Problem details. Please retype each record exactly as it stands below.

Task input.

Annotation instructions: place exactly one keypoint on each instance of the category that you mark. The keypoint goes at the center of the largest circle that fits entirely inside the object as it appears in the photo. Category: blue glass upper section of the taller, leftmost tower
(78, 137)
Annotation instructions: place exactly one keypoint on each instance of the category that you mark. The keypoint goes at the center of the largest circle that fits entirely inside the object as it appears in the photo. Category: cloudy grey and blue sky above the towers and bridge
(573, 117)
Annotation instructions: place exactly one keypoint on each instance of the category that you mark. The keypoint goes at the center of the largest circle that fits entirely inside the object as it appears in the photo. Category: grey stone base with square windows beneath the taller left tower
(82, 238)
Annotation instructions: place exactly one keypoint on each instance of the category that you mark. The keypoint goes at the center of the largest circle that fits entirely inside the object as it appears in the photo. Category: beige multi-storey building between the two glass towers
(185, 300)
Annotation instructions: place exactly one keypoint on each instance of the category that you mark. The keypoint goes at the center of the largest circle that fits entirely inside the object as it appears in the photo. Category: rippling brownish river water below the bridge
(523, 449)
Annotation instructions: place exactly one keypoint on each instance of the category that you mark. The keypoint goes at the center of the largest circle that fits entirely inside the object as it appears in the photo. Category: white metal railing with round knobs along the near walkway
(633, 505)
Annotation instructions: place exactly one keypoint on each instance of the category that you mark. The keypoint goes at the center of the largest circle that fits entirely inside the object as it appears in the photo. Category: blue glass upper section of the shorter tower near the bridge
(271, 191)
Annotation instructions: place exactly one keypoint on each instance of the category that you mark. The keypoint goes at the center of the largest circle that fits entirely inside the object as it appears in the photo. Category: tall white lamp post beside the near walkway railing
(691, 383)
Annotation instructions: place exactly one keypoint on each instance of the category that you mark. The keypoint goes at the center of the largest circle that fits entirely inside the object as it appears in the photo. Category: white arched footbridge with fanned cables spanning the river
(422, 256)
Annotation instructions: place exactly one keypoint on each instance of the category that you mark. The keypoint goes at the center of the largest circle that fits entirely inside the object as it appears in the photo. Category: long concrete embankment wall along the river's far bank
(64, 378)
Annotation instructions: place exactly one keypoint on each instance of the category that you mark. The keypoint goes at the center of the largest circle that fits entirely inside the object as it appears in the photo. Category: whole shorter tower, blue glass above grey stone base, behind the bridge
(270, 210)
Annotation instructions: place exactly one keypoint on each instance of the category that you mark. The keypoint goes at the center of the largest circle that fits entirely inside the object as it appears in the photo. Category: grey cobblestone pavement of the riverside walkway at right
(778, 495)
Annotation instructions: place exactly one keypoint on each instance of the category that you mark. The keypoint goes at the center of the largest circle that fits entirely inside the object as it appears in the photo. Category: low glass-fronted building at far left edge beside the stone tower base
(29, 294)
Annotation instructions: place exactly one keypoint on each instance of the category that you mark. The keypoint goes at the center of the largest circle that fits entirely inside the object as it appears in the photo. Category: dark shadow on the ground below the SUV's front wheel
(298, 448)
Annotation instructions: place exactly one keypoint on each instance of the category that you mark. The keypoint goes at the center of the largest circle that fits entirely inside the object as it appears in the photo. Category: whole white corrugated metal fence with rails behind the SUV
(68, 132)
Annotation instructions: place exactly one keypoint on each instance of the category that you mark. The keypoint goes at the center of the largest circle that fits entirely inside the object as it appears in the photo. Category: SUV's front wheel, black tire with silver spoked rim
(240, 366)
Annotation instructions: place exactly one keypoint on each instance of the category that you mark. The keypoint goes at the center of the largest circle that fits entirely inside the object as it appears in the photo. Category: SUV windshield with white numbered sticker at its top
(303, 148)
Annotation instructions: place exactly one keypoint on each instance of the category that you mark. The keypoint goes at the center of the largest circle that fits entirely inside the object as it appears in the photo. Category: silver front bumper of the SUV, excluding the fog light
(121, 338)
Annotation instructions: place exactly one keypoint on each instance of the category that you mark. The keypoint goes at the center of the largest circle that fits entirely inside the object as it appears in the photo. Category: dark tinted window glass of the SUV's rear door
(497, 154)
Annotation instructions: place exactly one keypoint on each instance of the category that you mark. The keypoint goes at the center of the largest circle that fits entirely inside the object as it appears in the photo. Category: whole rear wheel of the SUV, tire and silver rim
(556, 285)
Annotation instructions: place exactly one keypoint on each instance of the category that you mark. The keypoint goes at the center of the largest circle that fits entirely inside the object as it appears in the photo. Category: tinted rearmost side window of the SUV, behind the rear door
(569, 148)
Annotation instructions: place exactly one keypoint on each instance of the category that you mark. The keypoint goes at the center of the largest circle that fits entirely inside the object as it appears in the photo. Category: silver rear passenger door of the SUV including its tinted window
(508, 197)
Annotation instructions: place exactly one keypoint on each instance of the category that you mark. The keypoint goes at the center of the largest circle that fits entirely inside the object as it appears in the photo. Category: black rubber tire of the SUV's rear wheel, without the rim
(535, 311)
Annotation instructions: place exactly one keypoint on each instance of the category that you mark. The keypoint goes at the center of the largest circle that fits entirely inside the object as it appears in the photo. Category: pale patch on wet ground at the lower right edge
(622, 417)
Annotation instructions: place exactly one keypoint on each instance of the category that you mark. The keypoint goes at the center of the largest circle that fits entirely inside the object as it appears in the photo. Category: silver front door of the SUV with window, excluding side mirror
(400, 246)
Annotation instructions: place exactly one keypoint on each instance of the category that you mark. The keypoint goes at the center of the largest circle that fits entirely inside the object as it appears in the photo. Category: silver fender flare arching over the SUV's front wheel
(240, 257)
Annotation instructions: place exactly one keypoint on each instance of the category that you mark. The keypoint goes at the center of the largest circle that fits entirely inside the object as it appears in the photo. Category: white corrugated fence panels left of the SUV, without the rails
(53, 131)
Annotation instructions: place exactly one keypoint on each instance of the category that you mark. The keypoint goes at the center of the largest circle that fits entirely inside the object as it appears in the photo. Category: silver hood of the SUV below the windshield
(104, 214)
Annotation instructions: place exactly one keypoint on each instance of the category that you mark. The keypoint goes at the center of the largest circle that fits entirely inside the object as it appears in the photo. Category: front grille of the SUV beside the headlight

Exercise response.
Annotation instructions: place exactly one keypoint on each instance of the category that you mark. The keypoint goes at the center of the largest circle that fits entirely inside the object as it appears in the photo. Category: blue glass upper section of the taller, leftmost tower
(78, 137)
Annotation instructions: place exactly one keypoint on each instance of the category that you mark. The keypoint goes at the center of the largest circle that fits entirely inside the object as it appears in the photo. Category: cloudy grey and blue sky above the towers and bridge
(573, 117)
Annotation instructions: place exactly one keypoint on each instance of the category that you mark. The keypoint goes at the center of the largest circle that fits entirely inside the object as it appears in the photo. Category: grey stone base with square windows beneath the taller left tower
(82, 238)
Annotation instructions: place exactly one keypoint on each instance of the category that you mark. The keypoint goes at the center of the largest circle that fits entirely inside the object as it appears in the photo. Category: beige multi-storey building between the two glass towers
(185, 300)
Annotation instructions: place exactly one keypoint on each instance of the category that you mark. The keypoint goes at the center of the largest circle that fits entirely inside the object as it appears in the photo. Category: rippling brownish river water below the bridge
(523, 449)
Annotation instructions: place exactly one keypoint on each instance of the category that you mark. The keypoint goes at the center of the largest circle that fits entirely inside the object as it appears in the photo. Category: white metal railing with round knobs along the near walkway
(633, 505)
Annotation instructions: place exactly one keypoint on each instance of the category that you mark. The keypoint goes at the center of the largest circle that fits entirely inside the object as it appears in the photo. Category: blue glass upper section of the shorter tower near the bridge
(271, 191)
Annotation instructions: place exactly one keypoint on each instance of the category that you mark. The keypoint goes at the center of the largest circle that fits entirely inside the object as it appears in the photo. Category: tall white lamp post beside the near walkway railing
(691, 383)
Annotation instructions: place exactly one keypoint on each instance of the category that you mark. The keypoint goes at the center of the largest circle that fits entirely inside the object as it appears in the photo. Category: white arched footbridge with fanned cables spanning the river
(422, 256)
Annotation instructions: place exactly one keypoint on each instance of the category that you mark. The keypoint goes at the center of the largest circle that fits entirely inside the object as it appears in the photo. Category: long concrete embankment wall along the river's far bank
(64, 378)
Annotation instructions: place exactly one keypoint on each instance of the category that you mark. The keypoint goes at the center of the largest circle that fits entirely inside the object as it appears in the photo. Category: whole shorter tower, blue glass above grey stone base, behind the bridge
(270, 210)
Annotation instructions: place exactly one keypoint on each instance of the category that you mark. The keypoint goes at the center of the largest circle that fits entirely inside the object as it appears in the photo. Category: grey cobblestone pavement of the riverside walkway at right
(778, 495)
Annotation instructions: place exactly one keypoint on each instance of the category that you mark. The keypoint goes at the center of the largest circle that fits entirely inside the object as it appears in the photo. Category: low glass-fronted building at far left edge beside the stone tower base
(29, 294)
Annotation instructions: place exactly one keypoint on each instance of the category that you mark. The keypoint goes at the center of the largest circle that fits entirely inside the object as it appears in the photo. Category: dark shadow on the ground below the SUV's front wheel
(298, 448)
Annotation instructions: place exactly one keypoint on each instance of the category that you mark. The keypoint goes at the center of the largest circle that fits entirely inside the object as it appears in the photo. Category: whole white corrugated metal fence with rails behind the SUV
(68, 132)
Annotation instructions: place exactly one keypoint on each instance of the category that you mark. The keypoint goes at the center of the largest circle that fits entirely inside the object as it appears in the photo. Category: SUV's front wheel, black tire with silver spoked rim
(240, 366)
Annotation instructions: place exactly one keypoint on each instance of the category that you mark. The keypoint goes at the center of the largest circle that fits entirely inside the object as it appears in the photo. Category: SUV windshield with white numbered sticker at its top
(303, 148)
Annotation instructions: place exactly one keypoint on each instance of the category that you mark. The keypoint goes at the center of the largest circle that fits entirely inside the object as it appears in the photo. Category: silver front bumper of the SUV, excluding the fog light
(121, 338)
Annotation instructions: place exactly one keypoint on each instance of the category that you mark. The keypoint goes at the center of the largest circle that fits entirely inside the object as it appears in the photo. Category: dark tinted window glass of the SUV's rear door
(497, 154)
Annotation instructions: place exactly one keypoint on each instance of the category that you mark. The keypoint goes at the center of the largest circle that fits entirely inside the object as it appears in the photo. Category: whole rear wheel of the SUV, tire and silver rim
(556, 285)
Annotation instructions: place exactly one keypoint on each instance of the category that you mark. The keypoint goes at the center of the largest circle that fits entirely inside the object as it appears in the photo. Category: tinted rearmost side window of the SUV, behind the rear door
(569, 148)
Annotation instructions: place exactly one keypoint on each instance of the category that you mark. The keypoint goes at the center of the largest circle that fits entirely inside the object as it appears in the photo. Category: silver rear passenger door of the SUV including its tinted window
(508, 197)
Annotation instructions: place exactly one keypoint on each instance of the category that you mark. The keypoint goes at the center of the largest circle that fits entirely inside the object as it appears in the photo. Category: black rubber tire of the SUV's rear wheel, without the rim
(535, 311)
Annotation instructions: place exactly one keypoint on each instance of the category that you mark. The keypoint goes at the center of the largest circle that fits entirely inside the object as it appears in the photo. Category: pale patch on wet ground at the lower right edge
(622, 417)
Annotation instructions: place exactly one keypoint on each instance of the category that you mark. The keypoint goes at the center of the largest circle that fits entirely inside the object as it appears in the photo. Category: silver front door of the SUV with window, excluding side mirror
(400, 246)
Annotation instructions: place exactly one keypoint on each instance of the category that you mark. The keypoint goes at the center of the largest circle that fits entirely inside the object as it appears in the photo. Category: silver fender flare arching over the SUV's front wheel
(240, 257)
Annotation instructions: place exactly one keypoint on each instance of the category that you mark. The keypoint goes at the center of the largest circle that fits entirely inside the object as it appears in the photo. Category: white corrugated fence panels left of the SUV, without the rails
(53, 131)
Annotation instructions: place exactly one keypoint on each instance of the category that you mark. The keypoint goes at the center of the largest circle that fits entirely inside the object as it appears in the photo. Category: silver hood of the SUV below the windshield
(104, 214)
Annotation instructions: place exactly one keypoint on each instance of the category that you mark. The keypoint goes at the center of the largest circle that fits entirely inside the object as it appears in the photo. Category: front grille of the SUV beside the headlight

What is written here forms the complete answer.